* [AUSZUG]:
Für ein radikales Umdenken in der Migrationspolitik hat sich eine Gruppe grüner Politiker ausgesprochen. «Verts Realos» bezeichnet sich als «Die Bürgerliche Mitte der Grünen» und stellen den rechten Flügel der sogenannten Realos in der Partei dar. Sie wollen zwar Asyl gewährleisten, aber auch die Einwanderung steuern, damit der Zusammenhalt der Gesellschaft gesichert bleibt. Zu den Unterzeichnern gehören unter anderem Tübingens Oberbürgermeister Boris Palmer, der ehemalige prominente Bundestagsabgeordnete Rezzo Schlauch und Jens Marco Scharf, der Landrat des bayerischen Ortes Miltenberg, der unlängst mit kritischen Äusserungen zur Migrationspolitik seiner Partei an die Öffentlichkeit getreten war. Wir dokumentieren das Papier der «Verts Realos» in ungekürzter Form.
Deutschland ist wieder Ziel von sehr vielen Flüchtlingen. Gerade kommen vermehrt Kriegsflüchtlinge aus der Ukraine. Es machen sich aber auch weiterhin viele Menschen auf den Weg nach Europa und nach Deutschland. Immer noch entstehen – vor allem im Mittelmeerraum – oft unerträgliche Situationen an den EU-Grenzen oder auf hoher See.
Wir erleben jetzt wieder, dass wir auf diese Migration im Grunde nicht vorbereitet sind. Wir hören von vielen überforderten Kommunen, die dem hohen Aufkommen an Migranten nicht standhalten. Es fehlen inzwischen vor allem Unterkünfte und weiterer Wohnraum. Wir haben zwar ansonsten materiell gute Versorgungsmöglichkeiten für ankommende Menschen, aber noch immer kein Konzept für eine gelungene Integration oder die konsequente Rückführung von Geflüchteten in ihre Heimat, sobald sich dies verantworten lässt oder sie selbst es wollen.
2021 kamen alleine eine Millionen Menschen aus der Ukraine. Über 200.000 Menschen beantragten Asyl. Es wird nicht reichen, einen weiteren (folgenlosen) Flüchtlingsgipfel einzuberufen. Es braucht die schnelle Umsetzung eines Sofortprogramms:
Probleme entstehen auf der deutschen Seite, da kein klarer Weg für das Leben hier, bzw. für die Integration in unsere Gesellschaft aufgezeigt wird. Und sie entstehen auf der anderen Seite, durch das Zusammenleben von unterschiedlich sozialisierten Menschen sowohl zwischen den verschiedenen Migrantengruppen, als auch zwischen ihnen und Teilen der deutschen Gesellschaft.

* [AUFGEFÜHRTE DATEN]:
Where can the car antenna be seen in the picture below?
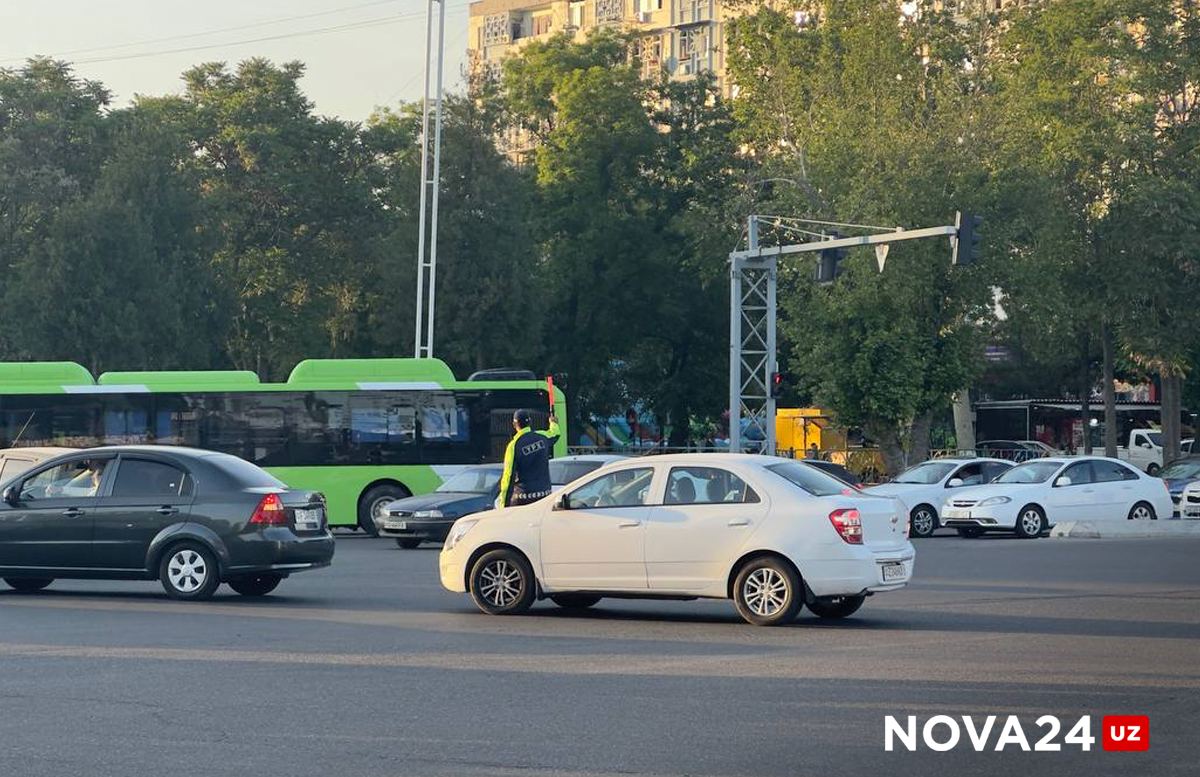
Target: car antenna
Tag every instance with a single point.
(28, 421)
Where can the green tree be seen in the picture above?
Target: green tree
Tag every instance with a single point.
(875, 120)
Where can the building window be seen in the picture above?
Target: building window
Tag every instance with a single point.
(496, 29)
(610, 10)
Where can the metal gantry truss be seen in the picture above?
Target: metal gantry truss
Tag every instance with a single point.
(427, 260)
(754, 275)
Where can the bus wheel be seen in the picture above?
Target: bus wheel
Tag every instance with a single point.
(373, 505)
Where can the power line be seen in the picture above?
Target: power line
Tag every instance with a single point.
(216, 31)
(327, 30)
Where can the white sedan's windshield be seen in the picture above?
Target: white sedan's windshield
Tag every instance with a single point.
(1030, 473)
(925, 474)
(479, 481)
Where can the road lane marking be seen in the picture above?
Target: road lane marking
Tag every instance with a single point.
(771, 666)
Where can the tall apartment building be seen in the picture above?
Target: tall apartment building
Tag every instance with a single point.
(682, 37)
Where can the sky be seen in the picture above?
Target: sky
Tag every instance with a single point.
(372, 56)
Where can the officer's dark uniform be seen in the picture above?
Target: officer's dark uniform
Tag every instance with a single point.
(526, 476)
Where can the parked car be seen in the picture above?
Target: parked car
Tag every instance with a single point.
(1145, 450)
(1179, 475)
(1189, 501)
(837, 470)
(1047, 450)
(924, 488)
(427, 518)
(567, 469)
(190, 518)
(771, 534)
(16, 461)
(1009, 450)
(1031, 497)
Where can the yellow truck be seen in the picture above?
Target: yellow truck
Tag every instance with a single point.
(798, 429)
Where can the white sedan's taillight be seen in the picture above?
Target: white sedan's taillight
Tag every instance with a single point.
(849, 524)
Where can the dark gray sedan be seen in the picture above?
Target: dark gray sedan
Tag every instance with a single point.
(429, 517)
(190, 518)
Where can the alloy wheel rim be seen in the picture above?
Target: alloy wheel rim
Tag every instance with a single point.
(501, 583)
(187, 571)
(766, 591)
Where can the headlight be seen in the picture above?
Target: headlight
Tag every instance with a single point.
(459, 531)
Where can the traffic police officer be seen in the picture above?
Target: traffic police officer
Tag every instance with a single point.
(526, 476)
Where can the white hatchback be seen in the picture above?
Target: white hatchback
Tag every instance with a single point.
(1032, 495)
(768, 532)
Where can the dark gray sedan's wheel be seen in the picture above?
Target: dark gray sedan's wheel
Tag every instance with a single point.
* * *
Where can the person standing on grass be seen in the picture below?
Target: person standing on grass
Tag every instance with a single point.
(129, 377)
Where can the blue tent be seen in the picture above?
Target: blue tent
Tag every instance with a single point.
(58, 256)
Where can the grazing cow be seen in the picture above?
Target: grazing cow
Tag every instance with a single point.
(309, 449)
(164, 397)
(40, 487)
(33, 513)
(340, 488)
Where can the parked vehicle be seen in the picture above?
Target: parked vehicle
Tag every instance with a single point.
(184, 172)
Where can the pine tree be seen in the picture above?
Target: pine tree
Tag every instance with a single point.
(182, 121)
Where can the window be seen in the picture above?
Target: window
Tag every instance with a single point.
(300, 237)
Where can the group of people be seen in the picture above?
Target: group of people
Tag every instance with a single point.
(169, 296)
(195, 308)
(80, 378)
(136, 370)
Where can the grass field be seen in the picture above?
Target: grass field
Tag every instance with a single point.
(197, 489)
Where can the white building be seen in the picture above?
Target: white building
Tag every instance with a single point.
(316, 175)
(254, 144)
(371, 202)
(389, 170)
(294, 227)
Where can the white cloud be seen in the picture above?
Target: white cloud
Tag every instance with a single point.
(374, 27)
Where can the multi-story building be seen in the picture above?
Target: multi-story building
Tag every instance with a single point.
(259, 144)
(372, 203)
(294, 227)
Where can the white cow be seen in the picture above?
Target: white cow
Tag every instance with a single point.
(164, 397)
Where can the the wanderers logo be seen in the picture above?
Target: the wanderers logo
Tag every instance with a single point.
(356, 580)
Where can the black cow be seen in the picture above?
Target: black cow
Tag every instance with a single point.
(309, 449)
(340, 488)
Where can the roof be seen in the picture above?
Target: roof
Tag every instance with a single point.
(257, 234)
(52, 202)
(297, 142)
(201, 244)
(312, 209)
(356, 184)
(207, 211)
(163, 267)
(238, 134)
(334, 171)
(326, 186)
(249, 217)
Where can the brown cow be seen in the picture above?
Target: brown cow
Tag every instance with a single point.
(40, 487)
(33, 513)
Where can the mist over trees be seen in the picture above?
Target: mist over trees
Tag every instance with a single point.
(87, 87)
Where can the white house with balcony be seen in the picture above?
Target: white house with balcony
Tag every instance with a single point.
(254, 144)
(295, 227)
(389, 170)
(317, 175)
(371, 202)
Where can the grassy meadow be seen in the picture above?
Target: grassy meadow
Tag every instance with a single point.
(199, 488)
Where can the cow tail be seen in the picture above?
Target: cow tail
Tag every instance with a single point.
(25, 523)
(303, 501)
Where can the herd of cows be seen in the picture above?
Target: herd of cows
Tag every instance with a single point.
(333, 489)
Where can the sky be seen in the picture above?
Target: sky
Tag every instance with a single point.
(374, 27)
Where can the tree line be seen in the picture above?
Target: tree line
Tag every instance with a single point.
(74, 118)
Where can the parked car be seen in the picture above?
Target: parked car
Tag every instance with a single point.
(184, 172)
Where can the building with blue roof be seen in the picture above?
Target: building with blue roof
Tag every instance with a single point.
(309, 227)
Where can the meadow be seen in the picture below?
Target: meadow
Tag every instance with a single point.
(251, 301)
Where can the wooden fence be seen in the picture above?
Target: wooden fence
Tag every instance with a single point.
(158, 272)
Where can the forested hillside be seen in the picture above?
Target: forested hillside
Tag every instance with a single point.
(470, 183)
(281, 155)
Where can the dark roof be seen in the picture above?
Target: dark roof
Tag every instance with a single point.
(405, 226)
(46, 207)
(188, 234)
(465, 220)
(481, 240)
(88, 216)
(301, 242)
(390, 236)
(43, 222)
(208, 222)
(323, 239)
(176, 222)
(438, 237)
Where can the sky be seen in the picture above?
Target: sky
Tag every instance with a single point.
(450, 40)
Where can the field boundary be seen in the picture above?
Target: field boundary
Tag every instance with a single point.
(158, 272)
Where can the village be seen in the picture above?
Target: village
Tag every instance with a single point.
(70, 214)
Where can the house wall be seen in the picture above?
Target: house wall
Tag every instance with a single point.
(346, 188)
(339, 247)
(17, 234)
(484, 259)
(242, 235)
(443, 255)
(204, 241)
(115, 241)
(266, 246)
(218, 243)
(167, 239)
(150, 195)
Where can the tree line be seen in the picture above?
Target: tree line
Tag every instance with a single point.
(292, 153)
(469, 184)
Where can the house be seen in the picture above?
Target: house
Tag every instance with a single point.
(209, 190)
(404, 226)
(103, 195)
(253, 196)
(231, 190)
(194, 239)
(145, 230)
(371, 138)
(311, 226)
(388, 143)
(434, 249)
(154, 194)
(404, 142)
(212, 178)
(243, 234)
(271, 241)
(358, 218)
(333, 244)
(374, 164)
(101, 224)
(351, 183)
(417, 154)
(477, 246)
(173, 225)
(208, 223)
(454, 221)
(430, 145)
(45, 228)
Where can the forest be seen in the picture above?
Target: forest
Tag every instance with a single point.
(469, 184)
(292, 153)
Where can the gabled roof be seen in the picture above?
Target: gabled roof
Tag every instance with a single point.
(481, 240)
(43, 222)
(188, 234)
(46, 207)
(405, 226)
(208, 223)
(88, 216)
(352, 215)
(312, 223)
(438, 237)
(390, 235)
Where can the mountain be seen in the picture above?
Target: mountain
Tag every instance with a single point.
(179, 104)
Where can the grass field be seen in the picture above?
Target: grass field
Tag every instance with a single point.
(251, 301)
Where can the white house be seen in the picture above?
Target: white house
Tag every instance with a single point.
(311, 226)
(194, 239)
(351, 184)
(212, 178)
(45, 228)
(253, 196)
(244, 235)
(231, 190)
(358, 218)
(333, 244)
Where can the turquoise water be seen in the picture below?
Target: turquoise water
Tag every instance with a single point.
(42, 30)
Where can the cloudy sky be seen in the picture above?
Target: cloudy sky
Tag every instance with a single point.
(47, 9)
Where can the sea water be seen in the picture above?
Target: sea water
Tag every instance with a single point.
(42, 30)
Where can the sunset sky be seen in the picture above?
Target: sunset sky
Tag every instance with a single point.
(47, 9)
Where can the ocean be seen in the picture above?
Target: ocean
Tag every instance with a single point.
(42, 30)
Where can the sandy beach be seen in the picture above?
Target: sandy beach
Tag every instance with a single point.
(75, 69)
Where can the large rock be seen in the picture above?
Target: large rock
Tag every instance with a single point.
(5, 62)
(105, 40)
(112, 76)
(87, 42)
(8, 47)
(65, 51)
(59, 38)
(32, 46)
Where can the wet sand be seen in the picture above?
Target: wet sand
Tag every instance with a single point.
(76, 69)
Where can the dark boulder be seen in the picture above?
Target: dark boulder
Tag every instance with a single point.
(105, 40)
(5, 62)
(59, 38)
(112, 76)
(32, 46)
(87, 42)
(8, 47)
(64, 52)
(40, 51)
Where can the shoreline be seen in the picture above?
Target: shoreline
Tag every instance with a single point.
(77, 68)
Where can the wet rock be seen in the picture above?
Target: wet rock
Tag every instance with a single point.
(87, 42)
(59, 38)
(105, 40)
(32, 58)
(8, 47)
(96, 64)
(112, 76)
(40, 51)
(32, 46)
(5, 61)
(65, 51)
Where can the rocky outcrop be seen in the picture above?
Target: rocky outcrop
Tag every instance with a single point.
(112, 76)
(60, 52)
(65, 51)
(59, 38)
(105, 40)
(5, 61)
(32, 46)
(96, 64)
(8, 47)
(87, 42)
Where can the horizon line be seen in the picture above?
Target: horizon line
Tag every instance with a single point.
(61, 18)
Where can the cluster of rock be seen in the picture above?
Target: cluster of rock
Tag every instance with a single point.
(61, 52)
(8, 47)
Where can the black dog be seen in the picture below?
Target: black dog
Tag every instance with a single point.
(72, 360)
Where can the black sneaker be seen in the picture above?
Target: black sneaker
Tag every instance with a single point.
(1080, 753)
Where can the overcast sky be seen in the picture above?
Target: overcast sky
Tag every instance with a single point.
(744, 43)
...
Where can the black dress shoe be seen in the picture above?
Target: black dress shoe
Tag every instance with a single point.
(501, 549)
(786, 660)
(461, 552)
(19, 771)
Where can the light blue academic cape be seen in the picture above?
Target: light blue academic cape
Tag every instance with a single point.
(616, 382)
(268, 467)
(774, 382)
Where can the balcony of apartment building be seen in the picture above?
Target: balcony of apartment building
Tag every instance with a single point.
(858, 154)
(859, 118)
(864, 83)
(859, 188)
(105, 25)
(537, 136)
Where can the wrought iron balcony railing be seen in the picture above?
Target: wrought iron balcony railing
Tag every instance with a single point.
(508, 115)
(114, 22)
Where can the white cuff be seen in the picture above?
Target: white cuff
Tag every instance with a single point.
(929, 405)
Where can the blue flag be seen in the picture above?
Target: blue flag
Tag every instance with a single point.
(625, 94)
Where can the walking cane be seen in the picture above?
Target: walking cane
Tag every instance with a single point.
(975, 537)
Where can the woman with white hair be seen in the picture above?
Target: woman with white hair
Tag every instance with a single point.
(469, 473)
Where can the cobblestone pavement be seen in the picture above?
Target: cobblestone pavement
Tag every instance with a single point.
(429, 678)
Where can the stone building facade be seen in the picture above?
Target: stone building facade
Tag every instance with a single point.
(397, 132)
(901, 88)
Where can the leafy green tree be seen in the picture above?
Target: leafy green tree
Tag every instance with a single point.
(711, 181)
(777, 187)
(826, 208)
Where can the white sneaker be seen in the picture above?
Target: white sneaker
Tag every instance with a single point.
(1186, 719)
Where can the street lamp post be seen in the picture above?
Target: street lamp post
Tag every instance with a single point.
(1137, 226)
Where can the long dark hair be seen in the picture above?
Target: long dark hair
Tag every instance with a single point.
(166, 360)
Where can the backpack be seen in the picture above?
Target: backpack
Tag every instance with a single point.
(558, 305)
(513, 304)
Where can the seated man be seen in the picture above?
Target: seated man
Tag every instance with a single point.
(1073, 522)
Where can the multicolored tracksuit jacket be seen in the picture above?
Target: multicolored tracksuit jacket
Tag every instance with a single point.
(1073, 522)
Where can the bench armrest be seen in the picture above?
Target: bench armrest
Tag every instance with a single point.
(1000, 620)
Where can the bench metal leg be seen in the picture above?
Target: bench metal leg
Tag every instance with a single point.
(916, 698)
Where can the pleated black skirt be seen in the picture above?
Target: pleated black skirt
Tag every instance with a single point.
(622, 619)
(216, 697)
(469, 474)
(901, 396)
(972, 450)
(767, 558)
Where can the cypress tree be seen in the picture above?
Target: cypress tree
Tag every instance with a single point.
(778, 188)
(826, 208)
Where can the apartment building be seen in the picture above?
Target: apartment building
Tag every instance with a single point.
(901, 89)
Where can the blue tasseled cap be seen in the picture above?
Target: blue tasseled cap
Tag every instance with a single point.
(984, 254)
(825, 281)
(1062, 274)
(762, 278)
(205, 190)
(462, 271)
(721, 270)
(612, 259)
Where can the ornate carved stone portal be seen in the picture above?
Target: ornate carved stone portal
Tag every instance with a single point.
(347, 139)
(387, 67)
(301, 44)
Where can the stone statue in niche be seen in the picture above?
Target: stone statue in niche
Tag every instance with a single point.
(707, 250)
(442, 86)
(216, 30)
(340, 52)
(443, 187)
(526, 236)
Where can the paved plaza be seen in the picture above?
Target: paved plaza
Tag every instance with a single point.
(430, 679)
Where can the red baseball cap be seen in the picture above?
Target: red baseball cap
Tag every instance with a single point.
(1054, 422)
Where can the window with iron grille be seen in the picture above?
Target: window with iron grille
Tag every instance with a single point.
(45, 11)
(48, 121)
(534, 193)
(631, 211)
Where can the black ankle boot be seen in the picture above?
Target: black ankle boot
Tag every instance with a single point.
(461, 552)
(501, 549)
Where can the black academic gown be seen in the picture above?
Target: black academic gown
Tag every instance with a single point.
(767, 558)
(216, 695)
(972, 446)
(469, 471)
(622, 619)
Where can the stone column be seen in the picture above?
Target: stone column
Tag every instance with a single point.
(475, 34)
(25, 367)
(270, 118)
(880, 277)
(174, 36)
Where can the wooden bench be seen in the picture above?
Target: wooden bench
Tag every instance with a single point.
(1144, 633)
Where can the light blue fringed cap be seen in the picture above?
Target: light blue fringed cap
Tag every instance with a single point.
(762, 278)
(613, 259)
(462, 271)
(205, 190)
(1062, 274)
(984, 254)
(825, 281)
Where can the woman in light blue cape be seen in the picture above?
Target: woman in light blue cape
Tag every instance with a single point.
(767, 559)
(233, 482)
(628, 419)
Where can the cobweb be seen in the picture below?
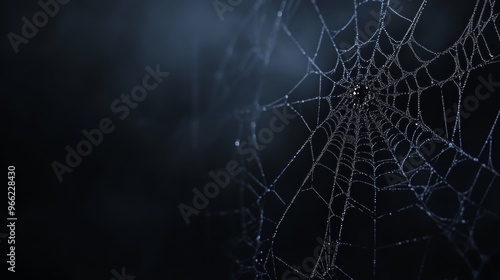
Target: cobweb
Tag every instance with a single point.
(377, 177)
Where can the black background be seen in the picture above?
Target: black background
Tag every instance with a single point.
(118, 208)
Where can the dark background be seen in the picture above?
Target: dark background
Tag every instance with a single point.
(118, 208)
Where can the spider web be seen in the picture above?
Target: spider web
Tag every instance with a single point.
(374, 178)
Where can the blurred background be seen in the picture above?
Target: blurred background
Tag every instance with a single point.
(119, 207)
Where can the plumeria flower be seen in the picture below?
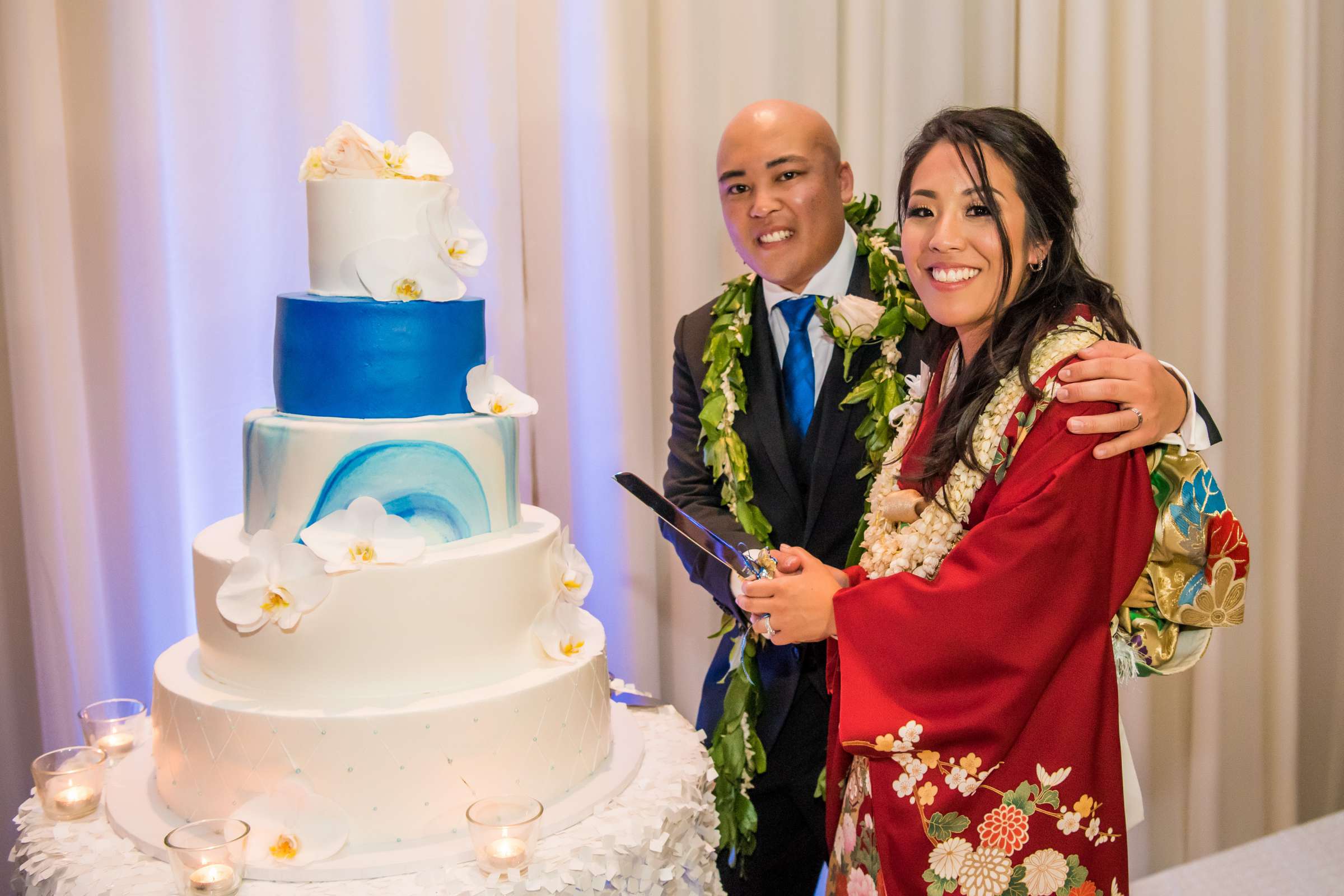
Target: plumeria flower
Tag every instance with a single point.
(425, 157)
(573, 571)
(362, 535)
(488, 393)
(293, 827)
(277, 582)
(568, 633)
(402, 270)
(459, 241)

* [ZU BEARBEITENDE AUFGABEN]:
A: Nennen Sie sämtliche Unterzeichner des Papiers, die im Auszug namentlich aufgeführt werden.
B: Übernehmen Sie aus dem Auszug wortgetreu die Passage, die mit den Worten „Wir erleben jetzt“ einsetzt und mit „selbst es wollen.“ schließt.

* [LÖSUNGEN]:
A: Boris Palmer, Rezzo Schlauch, Jens Marco Scharf

B:
Wir erleben jetzt wieder, dass wir auf diese Migration im Grunde nicht vorbereitet sind. Wir hören von vielen überforderten Kommunen, die dem hohen Aufkommen an Migranten nicht standhalten. Es fehlen inzwischen vor allem Unterkünfte und weiterer Wohnraum. Wir haben zwar ansonsten materiell gute Versorgungsmöglichkeiten für ankommende Menschen, aber noch immer kein Konzept für eine gelungene Integration oder die konsequente Rückführung von Geflüchteten in ihre Heimat, sobald sich dies verantworten lässt oder sie selbst es wollen.